(Document passage)
== Segment start ==
1911 International Lawn Tennis Challenge

Details
- Duration: 9 September 1911 – 3 January 1912
- Edition: 10th
- Teams: 3

Champion
- Winning nation: Australasia

= 1911 International Lawn Tennis Challenge =

1911 edition of the International Lawn Tennis Challenge

The 1911 International Lawn Tennis Challenge was the tenth edition of what is now known as the Davis Cup, named after the American tennis player Dwight F. Davis. After no country decided to challenge Australasia in 1910, only the British Isles and the United States would challenge for the Cup, for the third straight edition. Also for the third straight edition, the Americans would beat the British to earn the right to play for the Cup, and for the third straight edition, the Aussies would beat the Americans for the title.
== Segment end ==
(Entries provided)
== Segment start ==
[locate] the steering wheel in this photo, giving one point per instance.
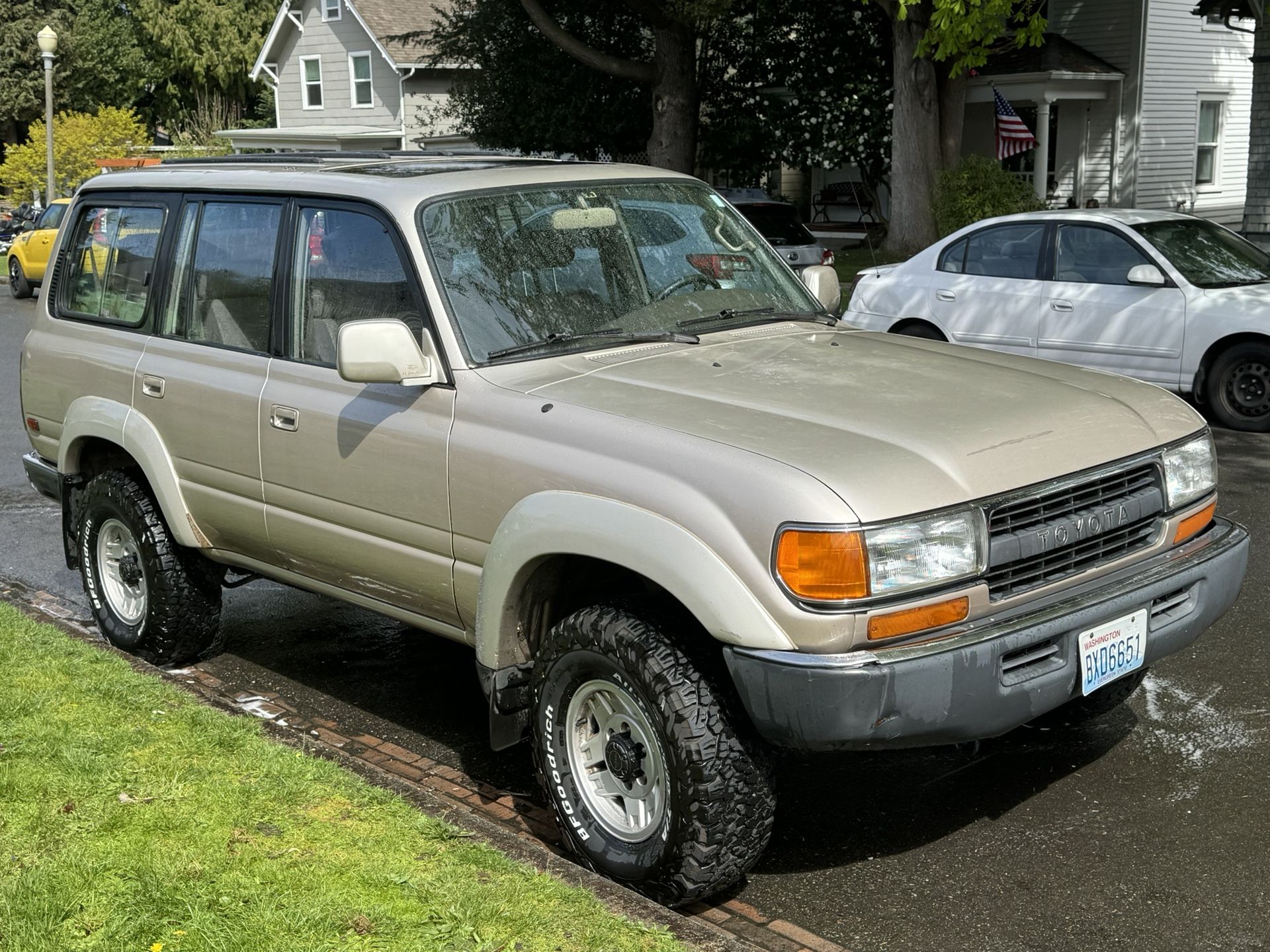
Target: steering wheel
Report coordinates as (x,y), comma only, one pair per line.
(687,281)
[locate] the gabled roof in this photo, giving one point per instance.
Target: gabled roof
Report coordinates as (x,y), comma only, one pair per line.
(381,19)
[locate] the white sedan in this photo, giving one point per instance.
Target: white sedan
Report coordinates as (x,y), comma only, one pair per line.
(1165,298)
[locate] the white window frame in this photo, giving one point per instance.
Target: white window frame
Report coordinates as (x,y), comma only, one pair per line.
(368,80)
(1218,145)
(305,83)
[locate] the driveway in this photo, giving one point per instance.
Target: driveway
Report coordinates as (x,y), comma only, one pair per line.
(1147,830)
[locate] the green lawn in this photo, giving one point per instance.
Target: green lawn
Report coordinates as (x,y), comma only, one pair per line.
(134,818)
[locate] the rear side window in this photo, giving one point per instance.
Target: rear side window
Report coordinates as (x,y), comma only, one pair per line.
(224,274)
(1005,251)
(110,263)
(347,268)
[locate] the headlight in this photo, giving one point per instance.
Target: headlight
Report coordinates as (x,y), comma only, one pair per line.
(1191,471)
(833,565)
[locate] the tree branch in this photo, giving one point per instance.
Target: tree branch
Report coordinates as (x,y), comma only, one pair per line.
(583,54)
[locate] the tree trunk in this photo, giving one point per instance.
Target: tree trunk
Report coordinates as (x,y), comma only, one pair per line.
(673,141)
(916,143)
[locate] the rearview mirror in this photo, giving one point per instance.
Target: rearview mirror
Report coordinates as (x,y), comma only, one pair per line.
(1146,274)
(824,284)
(381,352)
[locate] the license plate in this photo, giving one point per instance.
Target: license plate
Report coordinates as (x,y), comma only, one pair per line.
(1111,651)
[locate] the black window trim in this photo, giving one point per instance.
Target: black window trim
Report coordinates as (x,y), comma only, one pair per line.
(111,198)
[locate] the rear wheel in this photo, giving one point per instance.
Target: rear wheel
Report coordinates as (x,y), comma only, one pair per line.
(18,284)
(1238,387)
(150,596)
(650,779)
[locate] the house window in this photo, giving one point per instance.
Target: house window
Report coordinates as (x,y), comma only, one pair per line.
(1208,143)
(360,79)
(310,78)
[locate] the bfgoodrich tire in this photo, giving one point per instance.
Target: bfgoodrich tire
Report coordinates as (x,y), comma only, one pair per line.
(150,596)
(651,781)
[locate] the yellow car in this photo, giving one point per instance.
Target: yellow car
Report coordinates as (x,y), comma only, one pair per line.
(28,257)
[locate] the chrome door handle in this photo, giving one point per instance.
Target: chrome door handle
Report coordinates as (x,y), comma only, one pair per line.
(285,418)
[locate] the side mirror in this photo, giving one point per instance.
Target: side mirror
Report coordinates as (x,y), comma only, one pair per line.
(1146,274)
(824,284)
(382,350)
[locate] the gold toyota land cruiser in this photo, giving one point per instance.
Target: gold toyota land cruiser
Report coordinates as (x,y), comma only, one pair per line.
(583,419)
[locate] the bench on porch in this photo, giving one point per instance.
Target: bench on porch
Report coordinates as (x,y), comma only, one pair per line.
(842,194)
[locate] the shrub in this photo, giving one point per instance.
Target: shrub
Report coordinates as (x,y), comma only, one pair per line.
(980,188)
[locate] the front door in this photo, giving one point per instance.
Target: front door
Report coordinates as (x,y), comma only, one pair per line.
(1093,317)
(355,474)
(987,291)
(200,380)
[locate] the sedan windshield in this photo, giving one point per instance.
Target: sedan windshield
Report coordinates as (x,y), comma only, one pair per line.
(1206,254)
(582,267)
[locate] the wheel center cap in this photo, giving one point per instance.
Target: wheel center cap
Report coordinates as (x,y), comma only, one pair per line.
(624,757)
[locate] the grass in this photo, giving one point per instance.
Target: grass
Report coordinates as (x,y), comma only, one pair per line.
(134,818)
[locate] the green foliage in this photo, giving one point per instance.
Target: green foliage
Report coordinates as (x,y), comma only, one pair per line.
(136,818)
(79,140)
(527,93)
(800,84)
(980,188)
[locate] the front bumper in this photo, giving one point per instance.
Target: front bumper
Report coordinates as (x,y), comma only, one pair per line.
(994,674)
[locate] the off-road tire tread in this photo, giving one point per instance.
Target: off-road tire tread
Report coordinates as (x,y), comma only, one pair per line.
(728,793)
(183,619)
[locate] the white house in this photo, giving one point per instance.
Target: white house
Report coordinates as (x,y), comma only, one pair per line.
(343,81)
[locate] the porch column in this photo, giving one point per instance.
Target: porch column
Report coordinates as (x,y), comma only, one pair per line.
(1040,177)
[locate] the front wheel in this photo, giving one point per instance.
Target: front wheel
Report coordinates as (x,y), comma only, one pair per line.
(650,781)
(1238,387)
(149,596)
(18,284)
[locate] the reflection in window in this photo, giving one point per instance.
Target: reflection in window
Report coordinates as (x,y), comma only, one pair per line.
(111,262)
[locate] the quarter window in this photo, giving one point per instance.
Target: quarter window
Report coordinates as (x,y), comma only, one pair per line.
(360,79)
(1090,255)
(224,273)
(110,263)
(310,78)
(346,268)
(1005,252)
(1208,143)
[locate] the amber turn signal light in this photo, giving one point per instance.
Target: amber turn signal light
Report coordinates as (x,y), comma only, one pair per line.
(1195,524)
(906,622)
(825,567)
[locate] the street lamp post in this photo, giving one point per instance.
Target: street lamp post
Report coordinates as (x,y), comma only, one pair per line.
(48,40)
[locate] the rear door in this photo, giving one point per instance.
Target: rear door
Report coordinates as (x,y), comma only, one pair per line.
(1095,317)
(201,377)
(987,288)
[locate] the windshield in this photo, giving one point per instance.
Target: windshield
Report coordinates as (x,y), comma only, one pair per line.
(1206,254)
(526,266)
(779,223)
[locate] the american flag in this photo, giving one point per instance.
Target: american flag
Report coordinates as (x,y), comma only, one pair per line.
(1013,136)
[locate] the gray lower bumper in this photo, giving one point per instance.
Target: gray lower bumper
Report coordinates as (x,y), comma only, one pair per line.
(995,676)
(44,475)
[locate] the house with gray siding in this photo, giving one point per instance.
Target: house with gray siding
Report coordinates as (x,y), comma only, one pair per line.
(343,80)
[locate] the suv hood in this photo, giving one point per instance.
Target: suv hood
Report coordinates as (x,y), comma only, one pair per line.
(893,424)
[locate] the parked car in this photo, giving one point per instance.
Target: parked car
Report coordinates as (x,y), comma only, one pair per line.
(28,254)
(780,223)
(679,517)
(1170,299)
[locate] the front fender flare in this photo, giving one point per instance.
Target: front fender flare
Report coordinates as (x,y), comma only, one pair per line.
(117,423)
(573,524)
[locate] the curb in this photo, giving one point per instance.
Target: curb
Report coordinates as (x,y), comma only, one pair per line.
(520,828)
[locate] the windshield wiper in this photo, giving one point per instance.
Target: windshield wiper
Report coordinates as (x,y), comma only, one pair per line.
(730,314)
(625,337)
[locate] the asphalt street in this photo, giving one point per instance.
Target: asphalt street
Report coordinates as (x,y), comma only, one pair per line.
(1147,830)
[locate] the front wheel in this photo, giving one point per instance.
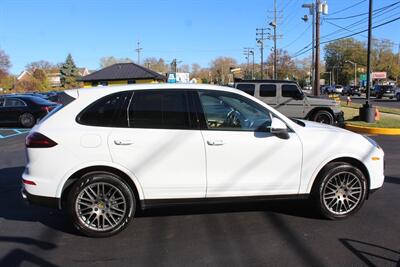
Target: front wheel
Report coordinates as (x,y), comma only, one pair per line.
(341,191)
(323,116)
(100,204)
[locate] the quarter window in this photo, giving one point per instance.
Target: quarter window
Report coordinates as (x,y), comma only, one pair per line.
(247,88)
(290,90)
(267,90)
(225,111)
(159,109)
(105,111)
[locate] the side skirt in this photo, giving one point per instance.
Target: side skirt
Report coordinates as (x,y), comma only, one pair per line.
(151,203)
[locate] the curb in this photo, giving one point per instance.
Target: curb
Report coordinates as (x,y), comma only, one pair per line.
(371,130)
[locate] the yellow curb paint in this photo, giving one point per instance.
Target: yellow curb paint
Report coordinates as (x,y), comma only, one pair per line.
(371,130)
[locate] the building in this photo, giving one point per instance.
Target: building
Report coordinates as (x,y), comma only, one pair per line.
(122,73)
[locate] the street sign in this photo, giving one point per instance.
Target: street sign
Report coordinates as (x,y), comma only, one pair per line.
(379,75)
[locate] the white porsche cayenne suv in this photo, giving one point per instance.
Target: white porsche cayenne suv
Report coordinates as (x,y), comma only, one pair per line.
(115,150)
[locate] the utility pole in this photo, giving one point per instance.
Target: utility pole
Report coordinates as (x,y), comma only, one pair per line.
(367,112)
(138,50)
(317,35)
(274,37)
(311,8)
(247,51)
(260,38)
(252,70)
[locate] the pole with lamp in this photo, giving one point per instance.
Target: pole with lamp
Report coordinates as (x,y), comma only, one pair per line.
(355,70)
(367,111)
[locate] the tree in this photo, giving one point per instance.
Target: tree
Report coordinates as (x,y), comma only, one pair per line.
(108,61)
(41,64)
(221,69)
(336,54)
(5,64)
(69,73)
(157,65)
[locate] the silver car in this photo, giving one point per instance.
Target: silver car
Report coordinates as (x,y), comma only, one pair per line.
(288,98)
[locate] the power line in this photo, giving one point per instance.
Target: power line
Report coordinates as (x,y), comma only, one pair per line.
(378,13)
(298,37)
(365,13)
(347,8)
(347,36)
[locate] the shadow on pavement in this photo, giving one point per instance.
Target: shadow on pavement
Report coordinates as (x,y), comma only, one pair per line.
(17,209)
(298,208)
(368,252)
(392,180)
(18,256)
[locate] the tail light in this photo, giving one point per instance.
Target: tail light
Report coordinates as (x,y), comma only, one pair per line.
(47,108)
(38,140)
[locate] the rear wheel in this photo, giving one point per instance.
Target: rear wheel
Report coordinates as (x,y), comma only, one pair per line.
(323,116)
(100,204)
(340,191)
(27,120)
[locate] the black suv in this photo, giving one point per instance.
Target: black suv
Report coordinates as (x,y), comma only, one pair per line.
(23,110)
(351,90)
(380,91)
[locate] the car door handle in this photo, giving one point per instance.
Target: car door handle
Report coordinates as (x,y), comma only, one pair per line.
(215,143)
(123,142)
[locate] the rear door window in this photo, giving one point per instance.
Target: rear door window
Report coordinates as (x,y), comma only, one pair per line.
(289,90)
(247,88)
(268,90)
(14,102)
(159,109)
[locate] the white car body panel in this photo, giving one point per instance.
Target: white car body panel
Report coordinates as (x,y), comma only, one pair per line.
(198,170)
(250,164)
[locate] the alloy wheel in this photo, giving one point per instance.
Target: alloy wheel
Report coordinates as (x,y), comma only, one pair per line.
(101,206)
(342,193)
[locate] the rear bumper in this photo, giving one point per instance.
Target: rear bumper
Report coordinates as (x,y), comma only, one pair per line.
(51,202)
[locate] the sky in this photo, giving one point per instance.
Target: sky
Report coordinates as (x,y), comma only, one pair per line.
(192,31)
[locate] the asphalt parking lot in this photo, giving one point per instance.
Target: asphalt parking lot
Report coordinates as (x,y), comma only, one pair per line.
(257,234)
(384,102)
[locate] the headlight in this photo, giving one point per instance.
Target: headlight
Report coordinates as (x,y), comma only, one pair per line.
(372,141)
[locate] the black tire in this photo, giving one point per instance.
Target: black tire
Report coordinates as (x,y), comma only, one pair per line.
(323,116)
(100,207)
(27,120)
(323,194)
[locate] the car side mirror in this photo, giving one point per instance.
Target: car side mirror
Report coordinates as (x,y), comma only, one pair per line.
(299,96)
(279,128)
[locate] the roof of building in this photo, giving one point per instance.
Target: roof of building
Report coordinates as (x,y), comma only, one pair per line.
(123,71)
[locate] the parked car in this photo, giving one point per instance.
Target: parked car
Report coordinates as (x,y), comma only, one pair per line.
(398,94)
(287,98)
(117,150)
(334,89)
(380,91)
(351,90)
(23,110)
== Segment end ==
(Task instructions)
a) According to the 1911 challenge article, why did the Americans play the British in that edition? Answer in one to three sentences.
b) From the 1911 challenge article, output the text from "1911 edition of" to "for the title." without any changes.

(Answers to the exercises)
a) The Americans played the British to earn the right to play for the Cup. Beating the British gave them that right, and they then faced Australasia for the title.

b)
1911 edition of the International Lawn Tennis Challenge

The 1911 International Lawn Tennis Challenge was the tenth edition of what is now known as the Davis Cup, named after the American tennis player Dwight F. Davis. After no country decided to challenge Australasia in 1910, only the British Isles and the United States would challenge for the Cup, for the third straight edition. Also for the third straight edition, the Americans would beat the British to earn the right to play for the Cup, and for the third straight edition, the Aussies would beat the Americans for the title.